Saved entries
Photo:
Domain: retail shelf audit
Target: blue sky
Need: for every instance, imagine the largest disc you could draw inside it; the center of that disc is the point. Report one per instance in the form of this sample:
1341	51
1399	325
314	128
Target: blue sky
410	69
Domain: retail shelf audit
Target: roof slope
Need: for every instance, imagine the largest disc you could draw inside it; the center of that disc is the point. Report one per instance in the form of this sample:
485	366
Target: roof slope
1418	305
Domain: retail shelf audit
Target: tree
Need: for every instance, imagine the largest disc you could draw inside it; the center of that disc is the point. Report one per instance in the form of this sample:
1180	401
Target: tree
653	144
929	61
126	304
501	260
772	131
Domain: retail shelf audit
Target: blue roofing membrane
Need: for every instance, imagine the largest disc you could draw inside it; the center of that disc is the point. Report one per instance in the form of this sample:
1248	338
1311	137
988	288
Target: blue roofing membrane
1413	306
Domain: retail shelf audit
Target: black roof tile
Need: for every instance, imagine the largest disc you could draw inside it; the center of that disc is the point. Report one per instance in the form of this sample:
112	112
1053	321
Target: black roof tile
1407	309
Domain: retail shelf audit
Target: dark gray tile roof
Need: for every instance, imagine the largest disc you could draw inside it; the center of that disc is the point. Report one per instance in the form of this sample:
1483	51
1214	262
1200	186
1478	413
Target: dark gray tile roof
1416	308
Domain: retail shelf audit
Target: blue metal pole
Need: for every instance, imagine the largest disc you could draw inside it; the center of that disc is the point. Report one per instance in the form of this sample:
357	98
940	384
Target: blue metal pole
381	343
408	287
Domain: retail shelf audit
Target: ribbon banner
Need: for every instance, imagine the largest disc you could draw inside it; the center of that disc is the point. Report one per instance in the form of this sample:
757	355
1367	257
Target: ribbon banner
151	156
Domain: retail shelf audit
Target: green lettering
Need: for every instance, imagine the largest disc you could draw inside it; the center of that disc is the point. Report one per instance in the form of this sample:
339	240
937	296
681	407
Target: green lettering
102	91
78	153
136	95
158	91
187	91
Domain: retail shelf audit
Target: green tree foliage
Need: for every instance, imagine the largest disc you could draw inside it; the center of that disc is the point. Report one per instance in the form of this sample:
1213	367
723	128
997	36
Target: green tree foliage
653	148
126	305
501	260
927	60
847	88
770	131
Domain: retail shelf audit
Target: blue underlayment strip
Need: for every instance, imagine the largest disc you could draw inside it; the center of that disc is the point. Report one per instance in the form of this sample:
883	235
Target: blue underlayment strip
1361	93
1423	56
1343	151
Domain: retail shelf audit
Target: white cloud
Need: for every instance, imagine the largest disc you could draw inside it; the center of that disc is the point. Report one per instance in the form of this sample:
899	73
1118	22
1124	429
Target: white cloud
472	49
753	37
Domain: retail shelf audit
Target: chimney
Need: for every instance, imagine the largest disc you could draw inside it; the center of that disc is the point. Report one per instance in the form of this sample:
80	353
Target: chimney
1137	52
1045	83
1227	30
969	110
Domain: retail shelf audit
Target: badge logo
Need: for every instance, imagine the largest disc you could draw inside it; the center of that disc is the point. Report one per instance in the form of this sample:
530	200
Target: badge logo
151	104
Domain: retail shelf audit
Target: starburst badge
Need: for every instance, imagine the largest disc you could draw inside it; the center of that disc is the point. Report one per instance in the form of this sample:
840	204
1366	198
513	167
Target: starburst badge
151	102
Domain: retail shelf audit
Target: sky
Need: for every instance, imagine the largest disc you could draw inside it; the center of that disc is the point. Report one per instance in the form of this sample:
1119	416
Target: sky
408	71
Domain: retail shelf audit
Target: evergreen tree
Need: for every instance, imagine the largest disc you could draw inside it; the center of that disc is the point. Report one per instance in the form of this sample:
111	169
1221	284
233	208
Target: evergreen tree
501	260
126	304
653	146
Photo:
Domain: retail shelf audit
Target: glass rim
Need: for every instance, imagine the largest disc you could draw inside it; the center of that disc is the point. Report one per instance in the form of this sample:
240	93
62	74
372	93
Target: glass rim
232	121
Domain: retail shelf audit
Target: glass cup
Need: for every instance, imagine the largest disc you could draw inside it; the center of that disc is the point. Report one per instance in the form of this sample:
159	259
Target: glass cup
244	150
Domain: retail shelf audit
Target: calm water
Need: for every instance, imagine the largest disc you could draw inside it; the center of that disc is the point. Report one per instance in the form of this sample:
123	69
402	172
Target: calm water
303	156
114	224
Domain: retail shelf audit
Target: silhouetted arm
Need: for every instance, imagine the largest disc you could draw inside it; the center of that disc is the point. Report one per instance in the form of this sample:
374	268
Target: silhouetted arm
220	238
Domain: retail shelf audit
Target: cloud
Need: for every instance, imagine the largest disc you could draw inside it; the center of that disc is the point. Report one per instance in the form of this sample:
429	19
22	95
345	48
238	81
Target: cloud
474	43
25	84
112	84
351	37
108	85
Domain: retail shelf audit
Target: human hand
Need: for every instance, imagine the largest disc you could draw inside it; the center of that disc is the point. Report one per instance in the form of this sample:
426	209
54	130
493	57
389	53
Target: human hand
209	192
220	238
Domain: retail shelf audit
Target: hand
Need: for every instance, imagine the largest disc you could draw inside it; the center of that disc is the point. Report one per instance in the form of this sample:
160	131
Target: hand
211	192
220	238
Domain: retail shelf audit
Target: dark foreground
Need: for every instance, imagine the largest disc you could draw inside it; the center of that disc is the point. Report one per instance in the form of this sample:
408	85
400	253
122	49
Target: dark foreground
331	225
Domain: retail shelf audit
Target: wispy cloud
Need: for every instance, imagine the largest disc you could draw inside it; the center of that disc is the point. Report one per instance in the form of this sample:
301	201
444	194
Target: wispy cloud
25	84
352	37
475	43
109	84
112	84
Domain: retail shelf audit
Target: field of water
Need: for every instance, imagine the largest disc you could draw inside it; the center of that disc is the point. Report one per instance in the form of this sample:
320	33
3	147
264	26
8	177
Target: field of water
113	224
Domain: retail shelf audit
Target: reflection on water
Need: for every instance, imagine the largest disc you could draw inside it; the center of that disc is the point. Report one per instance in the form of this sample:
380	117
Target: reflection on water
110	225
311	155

**Problem:** Your task is to retype all of the lines above exactly.

**Reply to the task:**
Photo:
Domain: retail shelf audit
Target: blue sky
Need: for every instance, imagine the largest disc you could draw inside it; the center of that disc is the point. Report one per instance in the form of this sample:
1341	51
1399	325
314	128
Target: blue sky
410	69
Domain: retail shelf audit
Target: roof slope
Need: for every instance, imagine the largest disc you could draw inside it; the center of that disc is the point. Report one per instance in the form of this sample:
485	366
Target: roof slope
1418	305
Domain: retail shelf audit
Target: tree
Need: for every instance, imagine the largest disc you could draw inside it; the center of that disc is the point. Report one per instance in the form of this sample:
1180	401
Target: tree
653	144
929	61
126	304
501	260
772	131
Domain: retail shelf audit
Target: blue roofing membrane
Need: for every instance, imagine the largest disc you could draw inside it; the center of that disc is the point. Report one per instance in the form of this sample:
1248	338
1311	137
988	288
Target: blue roofing membrane
1413	306
Domain: retail shelf audit
Target: black roof tile
Need: for every instance, imagine the largest disc you could draw inside it; the center of that disc is the point. Report one per instance in the form of this sample:
112	112
1053	321
Target: black roof tile
1407	309
Domain: retail shelf audit
Target: dark gray tile roof
Need: for every instance, imagine the largest disc you could draw inside it; the center of that disc is the point. Report one per instance in the form of this sample:
1483	51
1214	262
1200	186
1478	413
Target: dark gray tile roof
1416	308
Domain: retail shelf audit
Target: blue metal pole
Need: for every instance, imagine the largest disc you could draw inside it; the center of that disc is the point. Report one per instance in the form of this sample:
357	98
940	384
Target: blue metal pole
381	343
408	287
Domain: retail shelf audit
Target: ribbon banner
Need: for every instance, imagine the largest disc you could draw inside it; the center of that disc is the point. Report one per instance in the form of this sample:
757	355
1367	257
Target: ribbon banner
151	156
Domain: retail shelf audit
Target: green lettering
Need: for every instance, imagine the largest disc you could draw inside it; the center of that disc is the point. Report one per instance in the form of this sample:
339	240
937	296
681	407
Target: green lettering
102	91
78	153
136	95
158	91
187	91
Domain: retail shelf audit
Target: green tree foliage
Need: for every instance, imagine the largest disc you could draw inside it; the center of that disc is the point. Report one per instance in the form of this sample:
1213	367
723	128
997	36
Target: green tree foliage
653	148
126	305
501	260
927	60
847	88
770	131
Domain: retail shelf audit
Target: blue underlayment strip
Need: for every instance, imagine the largest disc you could draw inside it; the center of that disc is the point. Report one per instance in the form of this sample:
883	235
Target: blue underlayment strip
1361	93
1423	56
1343	151
Domain: retail shelf audit
Target: white cloud
Need: for every instance, imagine the largest disc you could draw inside it; the center of that disc is the point. Report one per instance in the form of this sample:
899	73
1118	22
1124	429
Target: white cloud
472	49
753	37
Domain: retail shelf audit
Target: chimney
Need: for every instance, imagine the largest disc you could draw inside it; the center of that disc is the point. Report one per instance in the form of this sample:
80	353
Target: chimney
1137	52
1045	83
1227	30
969	110
Domain: retail shelf audit
Target: badge logo
Need: for every instance, imagine the largest disc you could draw inside it; the center of that disc is the point. Report one per instance in the form of this sample:
530	200
Target: badge logo
151	104
Domain: retail shelf audit
Target: starburst badge
Need: for every instance, imagine the largest disc you could draw inside it; the center of that disc is the point. Report one per instance in the form of this sample:
840	204
1366	198
513	167
Target: starburst badge
151	102
Domain: retail shelf audit
Target: sky
Need: for every instance, imagine the largest disc you could draw inside it; the center of that disc is the point. Report one per instance in the form of this sample:
1119	416
Target: sky
408	71
Domain: retail shelf audit
Target: evergreen tree
Need: for every instance, imagine the largest disc you could draw inside it; the center of that disc is the point. Report one per instance in the form of this sample:
111	169
1221	284
233	208
Target: evergreen tree
501	260
126	304
653	146
Photo:
Domain: retail shelf audit
Target: glass rim
Need: for every instance, imagine the largest disc you could draw inside it; the center of that disc is the point. Report one per instance in the form of this sample:
240	93
62	74
372	93
Target: glass rim
232	121
Domain: retail shelf audit
Target: glass cup
Need: for every instance, imagine the largest disc you could draw inside it; the center of that disc is the point. Report one per instance in the form of this sample:
159	259
Target: glass cup
244	150
Domain: retail shelf audit
Target: calm water
Need: for every instance, imagine the largest disc you could draw inside it; the center of that disc is the point. Report one per instance in the form of this sample:
123	69
402	172
Target: calm water
303	156
114	224
Domain: retail shelf audit
Target: silhouetted arm
Need: for every instance, imagine the largest disc you could draw inside it; the center of that disc is the point. Report one per instance in the form of this sample:
374	268
Target: silhouetted arm
220	238
Domain: retail shelf audit
Target: cloud
Need: for every instance, imagine the largest disc you could draw inside it; the center of that disc is the point. Report one per instance in the form of this sample:
429	19
22	95
345	48
238	81
Target: cloud
474	43
25	84
112	84
351	37
108	85
Domain: retail shelf audit
Target: human hand
Need: for every instance, imagine the largest disc you could draw inside it; the center of that disc is the point. Report one per instance in the form of this sample:
426	209
54	130
493	57
389	53
Target: human hand
209	192
220	238
Domain: retail shelf audit
Target: hand
Need: for every instance, imagine the largest disc you could draw inside it; the center of that disc is the point. Report one per instance in the form of this sample:
160	131
Target: hand
211	192
220	238
Domain: retail shelf audit
Target: dark foreground
Need: for every instance, imagine the largest disc you could draw inside it; the center of that disc is the point. Report one per instance in the form of this sample:
408	85
400	253
122	49
Target: dark foreground
331	225
Domain: retail shelf audit
Target: wispy cloud
Need: for every instance, imagine the largest disc you could draw inside it; the center of that disc is the point. Report one per instance in the form of this sample:
301	201
444	194
Target: wispy cloud
25	84
352	37
475	43
109	84
112	84
Domain: retail shelf audit
Target: field of water
Need: for every instance, imagine the largest disc you could draw inside it; the center of that disc is the point. Report one per instance in the form of this sample:
320	33
3	147
264	26
8	177
Target: field of water
113	224
Domain: retail shelf audit
Target: reflection on water
Need: for every instance, imagine the largest disc you could draw inside it; the center of that disc is the point. Report one per instance in the form of this sample:
380	117
Target: reflection on water
110	225
311	155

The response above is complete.